Extract to read »

_ _ _ _

Friday, October 7, 2011

A new menace: cyberbullying

THE QUESTION is not whether cyberbullying is a crime under Philippine law; the acts constituting cyberbullying certainly do. The question is, instead, whether it ought to be considered as a new crime in itself. I answer in the affirmative.

Both because of its relatively recent prevalence and the continuing changes in the way it is conducted, cyberbullying does not have an established definition. The US National Crime Prevention Council, focusing on the instrument used to perpetuate it, says cyberbullying is when the Internet, cell phones or other devices are used to send or post text or images intended to hurt or embarrass another person.

To Bill Belsey is attributed the description of cyberbullying as involving the use of information and communication technologies to support deliberate, repeated and hostile behavior by an individual or group, that is intended to harm others.

StopCyberbullying.org focuses on its usual victims and its common perpetrators, thus describes it as a situation when a child, tween or teen is repeatedly tormented, threatened, harassed, humiliated, embarrassed or otherwise targeted by another child or teenager using text messaging, e-mail, instant messaging or any other type of digital technology.

_ _ _ _

Data excerpts »

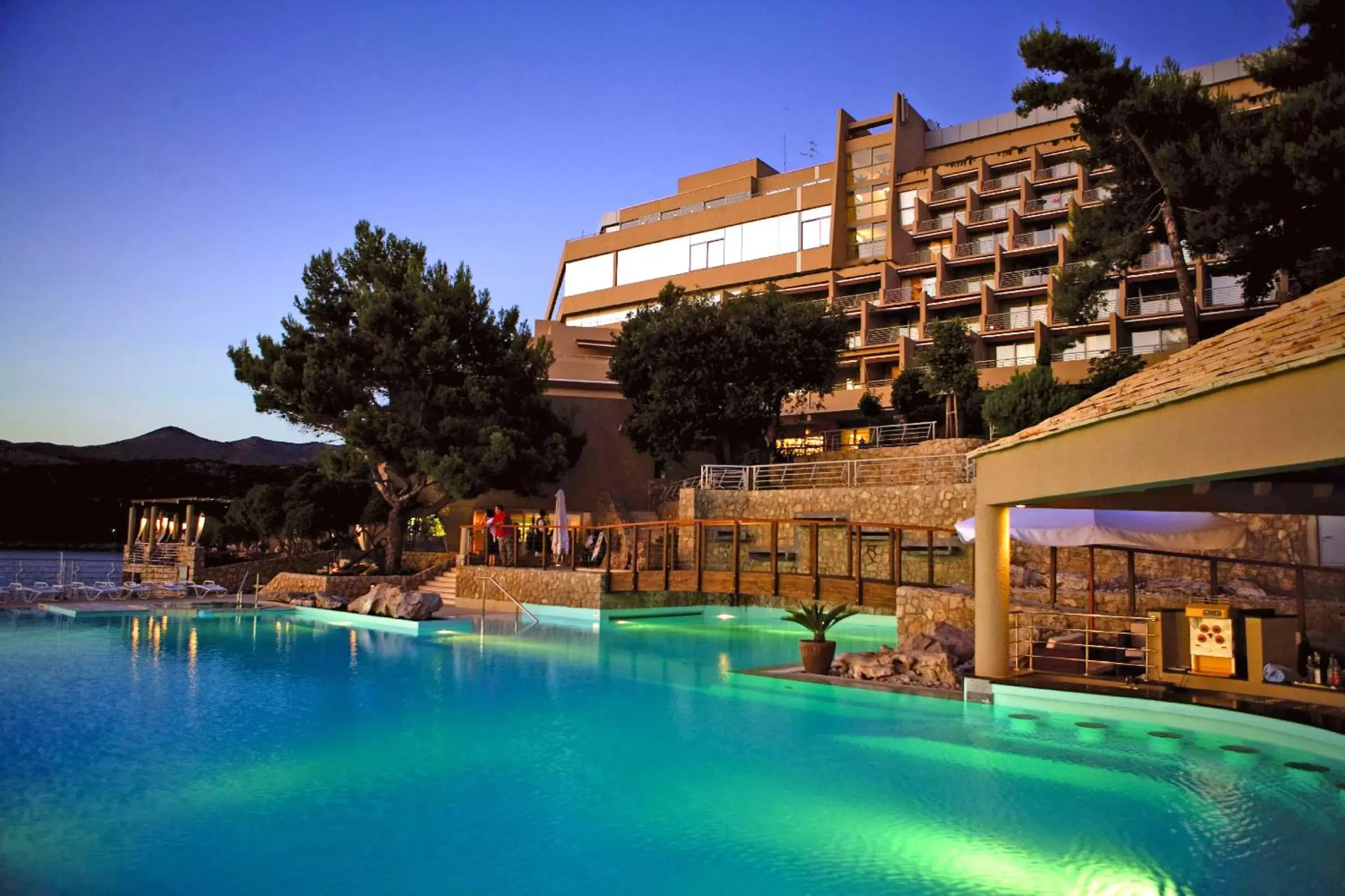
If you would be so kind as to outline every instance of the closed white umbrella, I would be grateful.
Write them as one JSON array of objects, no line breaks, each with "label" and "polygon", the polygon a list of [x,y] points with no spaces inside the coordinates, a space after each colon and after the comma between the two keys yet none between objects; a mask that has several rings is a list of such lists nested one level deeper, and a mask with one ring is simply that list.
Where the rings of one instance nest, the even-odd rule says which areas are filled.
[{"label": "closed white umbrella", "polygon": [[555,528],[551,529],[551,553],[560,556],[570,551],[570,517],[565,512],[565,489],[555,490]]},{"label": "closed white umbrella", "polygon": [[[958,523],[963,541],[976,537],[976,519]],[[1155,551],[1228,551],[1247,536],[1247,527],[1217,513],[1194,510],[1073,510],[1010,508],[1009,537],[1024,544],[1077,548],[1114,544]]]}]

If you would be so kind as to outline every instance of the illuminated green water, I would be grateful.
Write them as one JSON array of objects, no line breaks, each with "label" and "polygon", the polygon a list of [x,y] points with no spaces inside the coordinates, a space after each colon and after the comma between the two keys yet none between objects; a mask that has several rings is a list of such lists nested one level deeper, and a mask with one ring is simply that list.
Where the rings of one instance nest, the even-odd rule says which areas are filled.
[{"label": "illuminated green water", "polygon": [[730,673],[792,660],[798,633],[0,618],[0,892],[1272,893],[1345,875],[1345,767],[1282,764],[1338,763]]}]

_ _ _ _

Exercise instructions »
**A.** Rewrite the cyberbullying piece from "To Bill Belsey" to "of digital technology.", swapping "teenager" for "adolescent".
**B.** Answer these questions on the cyberbullying piece:
(i) What date appears at the top?
(ii) Which organization defines cyberbullying by focusing on the instrument used to perpetuate it?
(iii) To whom is the description involving information and communication technologies attributed?

Exercise answers »
**A.**
To Bill Belsey is attributed the description of cyberbullying as involving the use of information and communication technologies to support deliberate, repeated and hostile behavior by an individual or group, that is intended to harm others.

StopCyberbullying.org focuses on its usual victims and its common perpetrators, thus describes it as a situation when a child, tween or teen is repeatedly tormented, threatened, harassed, humiliated, embarrassed or otherwise targeted by another child or adolescent using text messaging, e-mail, instant messaging or any other type of digital technology.

**B.**
(i) Friday, October 7, 2011
(ii) The US National Crime Prevention Council
(iii) Bill Belsey